ACTIVITY:
Please write out the listing exactly, with nothing altered.
------ SUPPLIED MATERIAL ------
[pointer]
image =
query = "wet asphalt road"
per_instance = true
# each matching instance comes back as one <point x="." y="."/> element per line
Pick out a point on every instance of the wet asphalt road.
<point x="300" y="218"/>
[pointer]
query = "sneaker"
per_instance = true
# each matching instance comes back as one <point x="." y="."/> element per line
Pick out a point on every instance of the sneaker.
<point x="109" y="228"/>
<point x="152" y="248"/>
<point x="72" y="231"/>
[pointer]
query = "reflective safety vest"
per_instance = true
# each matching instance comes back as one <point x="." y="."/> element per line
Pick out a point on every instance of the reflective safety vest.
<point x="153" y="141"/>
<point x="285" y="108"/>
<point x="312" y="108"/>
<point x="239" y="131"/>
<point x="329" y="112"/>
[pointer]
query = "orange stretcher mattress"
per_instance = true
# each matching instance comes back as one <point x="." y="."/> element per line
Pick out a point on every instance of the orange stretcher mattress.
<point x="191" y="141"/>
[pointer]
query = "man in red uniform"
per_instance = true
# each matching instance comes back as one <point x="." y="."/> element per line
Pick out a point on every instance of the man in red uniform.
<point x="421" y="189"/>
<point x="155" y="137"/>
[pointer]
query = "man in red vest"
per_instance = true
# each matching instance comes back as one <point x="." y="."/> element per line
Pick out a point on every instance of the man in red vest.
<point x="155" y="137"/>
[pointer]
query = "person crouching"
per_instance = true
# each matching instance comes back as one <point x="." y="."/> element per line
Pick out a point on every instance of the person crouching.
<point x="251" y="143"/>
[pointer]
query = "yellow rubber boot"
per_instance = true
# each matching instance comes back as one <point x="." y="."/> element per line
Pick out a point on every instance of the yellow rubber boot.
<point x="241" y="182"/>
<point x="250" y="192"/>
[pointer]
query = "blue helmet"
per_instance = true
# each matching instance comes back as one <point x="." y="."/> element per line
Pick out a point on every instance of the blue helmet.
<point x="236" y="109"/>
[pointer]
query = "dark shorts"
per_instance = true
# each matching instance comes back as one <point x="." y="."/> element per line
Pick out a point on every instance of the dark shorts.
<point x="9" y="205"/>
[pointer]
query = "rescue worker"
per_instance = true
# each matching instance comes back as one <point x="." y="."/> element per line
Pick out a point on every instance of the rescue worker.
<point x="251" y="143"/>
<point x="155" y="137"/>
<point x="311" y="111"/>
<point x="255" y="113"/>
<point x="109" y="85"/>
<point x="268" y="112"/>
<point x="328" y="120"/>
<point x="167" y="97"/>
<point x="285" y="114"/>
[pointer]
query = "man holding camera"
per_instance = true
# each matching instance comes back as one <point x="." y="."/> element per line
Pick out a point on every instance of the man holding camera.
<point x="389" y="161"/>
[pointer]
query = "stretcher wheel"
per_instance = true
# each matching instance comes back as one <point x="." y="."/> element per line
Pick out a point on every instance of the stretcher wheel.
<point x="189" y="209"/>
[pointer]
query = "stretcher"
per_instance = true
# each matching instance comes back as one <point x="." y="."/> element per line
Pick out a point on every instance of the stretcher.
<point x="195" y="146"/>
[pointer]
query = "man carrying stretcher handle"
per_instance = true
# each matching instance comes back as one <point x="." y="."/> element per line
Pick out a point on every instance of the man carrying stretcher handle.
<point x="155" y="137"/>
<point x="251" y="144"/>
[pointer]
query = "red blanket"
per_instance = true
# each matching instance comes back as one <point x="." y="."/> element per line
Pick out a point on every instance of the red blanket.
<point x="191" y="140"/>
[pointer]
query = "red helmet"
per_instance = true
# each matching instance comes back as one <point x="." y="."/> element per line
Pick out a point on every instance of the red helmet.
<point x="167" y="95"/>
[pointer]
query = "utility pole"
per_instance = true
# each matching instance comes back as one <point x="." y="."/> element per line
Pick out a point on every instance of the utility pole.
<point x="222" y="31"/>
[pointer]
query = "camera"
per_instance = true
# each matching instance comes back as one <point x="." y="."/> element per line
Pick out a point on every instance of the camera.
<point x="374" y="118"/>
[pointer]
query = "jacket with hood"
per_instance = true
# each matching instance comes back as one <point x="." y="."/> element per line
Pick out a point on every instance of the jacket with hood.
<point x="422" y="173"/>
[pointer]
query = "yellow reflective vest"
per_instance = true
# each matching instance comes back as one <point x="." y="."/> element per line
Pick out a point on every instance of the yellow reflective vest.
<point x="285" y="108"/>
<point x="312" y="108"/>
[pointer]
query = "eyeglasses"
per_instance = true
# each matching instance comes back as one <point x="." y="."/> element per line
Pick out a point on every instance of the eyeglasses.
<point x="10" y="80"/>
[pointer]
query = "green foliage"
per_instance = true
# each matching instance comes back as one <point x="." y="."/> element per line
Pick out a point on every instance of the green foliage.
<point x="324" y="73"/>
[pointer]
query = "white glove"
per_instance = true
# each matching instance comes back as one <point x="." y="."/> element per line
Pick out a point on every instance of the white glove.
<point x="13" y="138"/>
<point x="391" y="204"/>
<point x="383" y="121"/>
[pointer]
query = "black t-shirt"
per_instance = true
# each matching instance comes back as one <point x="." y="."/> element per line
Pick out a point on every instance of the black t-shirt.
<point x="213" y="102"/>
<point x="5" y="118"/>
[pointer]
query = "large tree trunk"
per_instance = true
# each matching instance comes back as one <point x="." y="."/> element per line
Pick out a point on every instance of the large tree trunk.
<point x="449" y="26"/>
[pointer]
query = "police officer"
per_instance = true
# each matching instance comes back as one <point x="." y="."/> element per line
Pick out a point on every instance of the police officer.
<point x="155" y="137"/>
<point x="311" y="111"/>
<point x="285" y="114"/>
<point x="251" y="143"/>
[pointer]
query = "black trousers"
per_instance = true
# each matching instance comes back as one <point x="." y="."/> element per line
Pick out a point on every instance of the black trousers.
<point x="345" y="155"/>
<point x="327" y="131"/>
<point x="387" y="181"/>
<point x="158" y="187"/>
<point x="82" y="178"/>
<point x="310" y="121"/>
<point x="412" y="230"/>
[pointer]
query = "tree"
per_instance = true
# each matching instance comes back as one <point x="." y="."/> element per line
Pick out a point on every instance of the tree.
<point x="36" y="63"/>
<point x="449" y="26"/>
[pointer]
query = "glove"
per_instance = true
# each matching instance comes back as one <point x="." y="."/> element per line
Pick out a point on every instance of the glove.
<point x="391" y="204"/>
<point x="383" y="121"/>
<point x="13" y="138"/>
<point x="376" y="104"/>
------
ANSWER TO THIS TASK:
[pointer]
image =
query = "wet asphalt road"
per_instance = true
# each matching instance comes back as one <point x="." y="."/> element per line
Pick out a point on every instance of the wet asphalt road.
<point x="300" y="218"/>
[pointer]
query = "sneaker"
per_instance = true
# each matching instance comes back as one <point x="." y="."/> element per line
Pick out a point on every instance of the sneaker.
<point x="109" y="228"/>
<point x="152" y="248"/>
<point x="72" y="231"/>
[pointer]
query = "reflective safety vest"
per_instance = true
# each matching instance comes back as one <point x="." y="."/> element per line
Pick out a point on every instance of the reflective safety vest.
<point x="153" y="141"/>
<point x="285" y="108"/>
<point x="312" y="108"/>
<point x="239" y="131"/>
<point x="329" y="112"/>
[pointer]
query = "orange stretcher mattress"
per_instance = true
# each matching instance comes back as one <point x="." y="."/> element per line
Pick out a point on every instance of the orange stretcher mattress.
<point x="191" y="141"/>
[pointer]
query = "man in red uniform"
per_instance = true
# each matching instance comes back as one <point x="." y="."/> element per line
Pick out a point on every instance of the man in red uniform.
<point x="421" y="189"/>
<point x="155" y="137"/>
[pointer]
query = "man in red vest"
per_instance = true
# each matching instance comes back as one <point x="." y="."/> element per line
Pick out a point on every instance of the man in red vest.
<point x="155" y="137"/>
[pointer]
query = "person crouching"
per_instance = true
# each matching instance comes back as one <point x="." y="."/> element per line
Pick out a point on every instance of the person crouching.
<point x="251" y="143"/>
[pointer]
query = "yellow rubber boot"
per_instance = true
# each matching instance comes back as one <point x="." y="."/> element per line
Pick out a point on every instance of the yellow rubber boot.
<point x="241" y="182"/>
<point x="250" y="192"/>
[pointer]
query = "blue helmet"
per_instance = true
# each matching instance comes back as one <point x="." y="."/> element per line
Pick out a point on every instance of the blue helmet.
<point x="236" y="109"/>
[pointer]
query = "dark shorts"
per_instance = true
# each matching instance comes back as one <point x="." y="."/> element per line
Pick out a point on every instance of the dark shorts.
<point x="9" y="205"/>
[pointer]
query = "rescue worker"
per_instance = true
# each matching instance comes back as one <point x="." y="."/> element per line
Pick out a point on every instance of the rescue worker.
<point x="251" y="143"/>
<point x="155" y="137"/>
<point x="311" y="111"/>
<point x="255" y="113"/>
<point x="109" y="85"/>
<point x="268" y="112"/>
<point x="328" y="120"/>
<point x="167" y="97"/>
<point x="285" y="114"/>
[pointer]
query = "man holding camera"
per_instance = true
# each matching instance comes back as one <point x="." y="."/> element per line
Pick out a point on every instance of the man holding camera.
<point x="389" y="161"/>
[pointer]
query = "stretcher wheel"
per_instance = true
# each matching instance comes back as one <point x="." y="."/> element per line
Pick out a point on every instance of the stretcher wheel.
<point x="189" y="209"/>
[pointer]
query = "stretcher"
per_instance = true
# each matching instance comes back as one <point x="." y="."/> element per line
Pick out a point on every instance of the stretcher.
<point x="195" y="146"/>
[pointer]
query = "man carrying stretcher handle"
per_instance = true
# each matching instance comes back as one <point x="." y="."/> element per line
Pick out a point on every instance of the man carrying stretcher handle.
<point x="155" y="137"/>
<point x="251" y="144"/>
[pointer]
query = "red blanket"
per_instance = true
# each matching instance comes back as one <point x="." y="."/> element per line
Pick out a point on every instance of the red blanket.
<point x="191" y="140"/>
[pointer]
query = "red helmet"
per_instance = true
# each matching instance comes back as one <point x="." y="."/> element per line
Pick out a point on every instance of the red helmet.
<point x="167" y="95"/>
[pointer]
query = "utility pole"
per_instance = true
# each matching instance comes back as one <point x="." y="."/> element per line
Pick out a point on every instance of the utility pole.
<point x="222" y="31"/>
[pointer]
query = "camera"
per_instance = true
# each matching instance comes back as one <point x="." y="."/> element per line
Pick out a point on every instance of the camera.
<point x="374" y="118"/>
[pointer]
query = "jacket with hood"
per_instance = true
# each matching instance comes back as one <point x="." y="."/> element per line
Pick out a point on every instance of the jacket with hood.
<point x="422" y="173"/>
[pointer]
query = "yellow reflective vest"
per_instance = true
# each matching instance comes back as one <point x="." y="."/> element per line
Pick out a point on every instance of the yellow reflective vest.
<point x="285" y="108"/>
<point x="312" y="108"/>
[pointer]
query = "eyeglasses"
per_instance = true
# each matching instance comes back as one <point x="." y="."/> element per line
Pick out a point on every instance of the eyeglasses.
<point x="10" y="80"/>
[pointer]
query = "green foliage"
per_instance = true
# each matching instance comes back as one <point x="." y="."/> element per line
Pick out a point on every instance of the green foliage.
<point x="324" y="73"/>
[pointer]
query = "white glove"
per_instance = true
# each matching instance comes back as one <point x="." y="."/> element per line
Pick out a point on every instance of the white glove.
<point x="13" y="138"/>
<point x="391" y="204"/>
<point x="383" y="121"/>
[pointer]
query = "black t-shirt"
per_instance = true
# each matching instance comes back as one <point x="." y="."/> element per line
Pick out a point on every instance of the black t-shirt.
<point x="213" y="102"/>
<point x="5" y="118"/>
[pointer]
query = "large tree trunk"
per_instance = true
# each matching instance comes back as one <point x="." y="."/> element per line
Pick out a point on every instance of the large tree trunk.
<point x="449" y="26"/>
[pointer]
query = "police officer"
per_instance = true
# each matching instance comes back as one <point x="." y="."/> element per line
Pick out a point on every instance of the police officer.
<point x="155" y="137"/>
<point x="311" y="111"/>
<point x="285" y="114"/>
<point x="251" y="143"/>
[pointer]
query = "black trousers"
per_instance = true
# each matching instance comes back as one <point x="." y="."/> element per line
Pick out a point on every instance of the black trousers.
<point x="345" y="155"/>
<point x="327" y="131"/>
<point x="387" y="181"/>
<point x="158" y="187"/>
<point x="82" y="178"/>
<point x="310" y="121"/>
<point x="412" y="230"/>
[pointer]
query = "tree"
per_instance = true
# each matching instance comes back as one <point x="." y="."/> element per line
Pick out a point on every instance of the tree.
<point x="36" y="63"/>
<point x="449" y="26"/>
[pointer]
query = "glove"
per_instance = true
# each matching instance comes back as one <point x="." y="."/> element per line
Pick out a point on every instance of the glove.
<point x="391" y="204"/>
<point x="383" y="121"/>
<point x="13" y="138"/>
<point x="376" y="104"/>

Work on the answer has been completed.